Source excerpt:

┌────────

But a peculiar type of God in fact, not so much the biblical God as a classical god, in whom heroism and audacity mixed naturally with laziness, licentiousness, and vanity. He wanted to conquer worlds but had no real interest in ruling them. He wanted to save Mexico but not administer his country. He saw his duty as sweeping out of the green paradise of Jalapa, performing some life-threatening, heroic act, then retiring back to his less than humble hacienda—a nineteenth-century Cincinnatus stripped of all notions of simplicity, a Mexican George Washington shorn of the need to be virtuous or to spend eight years as president. The sort of life Byron might have invented for himself.

But in retirement—or between conquests—he could never really relax. Farming or writing or any sort of contemplative pursuit held no attraction for him. Where was the excitement in watching something grow? Where was the thrill in putting sterile words on paper? So he gambled, especially at the famous cockfighting pit in San Agustín de las Cuevas, a village just south of Mexico City. At the Plaza de Gallos, Santa Anna was in his glory, placing bets, shouting encouragement, and watching the birds flash together in a blur of color. The ritual was unchanging. Every day during the festivals, seven sets of cocks, razors strapped to their legs, fought to the death while sharp-eyed brokers trolled the arena taking bets. Trainers tried to influence their cocks—pulling feathers to infuriate them, splashing water on their heads to refresh them, blowing breath into their beaks to revive them. After two or three rounds a fight would be over.²

Unlike the contest in the pit, Santa Anna’s game was rigged. A man named Guillermo Prieto left a description of Santa Anna at the cockfighting pit: He was something to see at the fights, surrounded by the leading loan sharks of the city, taking the money of others, mingling with employees and even with junior officers. He borrowed money but did not repay it, was praised for contemptible tricks as if they were charming manners, and when it seemed that he was growing tired of the matches, the fair sex would grant him their smiles and join him in his antics.³

Santa Anna possessed voracious appetites—for sex, power, and money, but most of all for adulation—and he dominated his country. He lusted for absolute power. A contemporary later said of him, He lives in perpetual agitation, he gets carried away by an irresistible desire to acquire glory…. Defeat … maddens him. Late in his life, recalling the ambitions of his youth, Santa Anna wrote, How impatient I was to climb the stair of life! With the typical eagerness of youth, I wished to vault its steps two by two, four by four. And in the end, his destiny became Mexico’s. Providence willed my history to be the history of Mexico since 1821, he later wrote.

└────────

What is needed:
Reproduce the entire passage about Santa Anna word for word. The listing that comes next is separate material, unrelated to the passage about Santa Anna.

Raw data:

┌────────

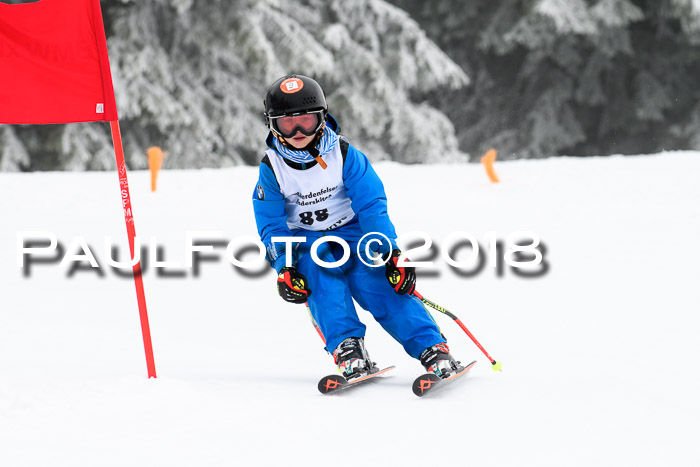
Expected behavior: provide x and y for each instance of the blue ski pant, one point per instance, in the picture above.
(331, 301)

└────────

Result for this exercise:
But a peculiar type of God in fact, not so much the biblical God as a classical god, in whom heroism and audacity mixed naturally with laziness, licentiousness, and vanity. He wanted to conquer worlds but had no real interest in ruling them. He wanted to save Mexico but not administer his country. He saw his duty as sweeping out of the green paradise of Jalapa, performing some life-threatening, heroic act, then retiring back to his less than humble hacienda—a nineteenth-century Cincinnatus stripped of all notions of simplicity, a Mexican George Washington shorn of the need to be virtuous or to spend eight years as president. The sort of life Byron might have invented for himself.

But in retirement—or between conquests—he could never really relax. Farming or writing or any sort of contemplative pursuit held no attraction for him. Where was the excitement in watching something grow? Where was the thrill in putting sterile words on paper? So he gambled, especially at the famous cockfighting pit in San Agustín de las Cuevas, a village just south of Mexico City. At the Plaza de Gallos, Santa Anna was in his glory, placing bets, shouting encouragement, and watching the birds flash together in a blur of color. The ritual was unchanging. Every day during the festivals, seven sets of cocks, razors strapped to their legs, fought to the death while sharp-eyed brokers trolled the arena taking bets. Trainers tried to influence their cocks—pulling feathers to infuriate them, splashing water on their heads to refresh them, blowing breath into their beaks to revive them. After two or three rounds a fight would be over.²

Unlike the contest in the pit, Santa Anna’s game was rigged. A man named Guillermo Prieto left a description of Santa Anna at the cockfighting pit: He was something to see at the fights, surrounded by the leading loan sharks of the city, taking the money of others, mingling with employees and even with junior officers. He borrowed money but did not repay it, was praised for contemptible tricks as if they were charming manners, and when it seemed that he was growing tired of the matches, the fair sex would grant him their smiles and join him in his antics.³

Santa Anna possessed voracious appetites—for sex, power, and money, but most of all for adulation—and he dominated his country. He lusted for absolute power. A contemporary later said of him, He lives in perpetual agitation, he gets carried away by an irresistible desire to acquire glory…. Defeat … maddens him. Late in his life, recalling the ambitions of his youth, Santa Anna wrote, How impatient I was to climb the stair of life! With the typical eagerness of youth, I wished to vault its steps two by two, four by four. And in the end, his destiny became Mexico’s. Providence willed my history to be the history of Mexico since 1821, he later wrote.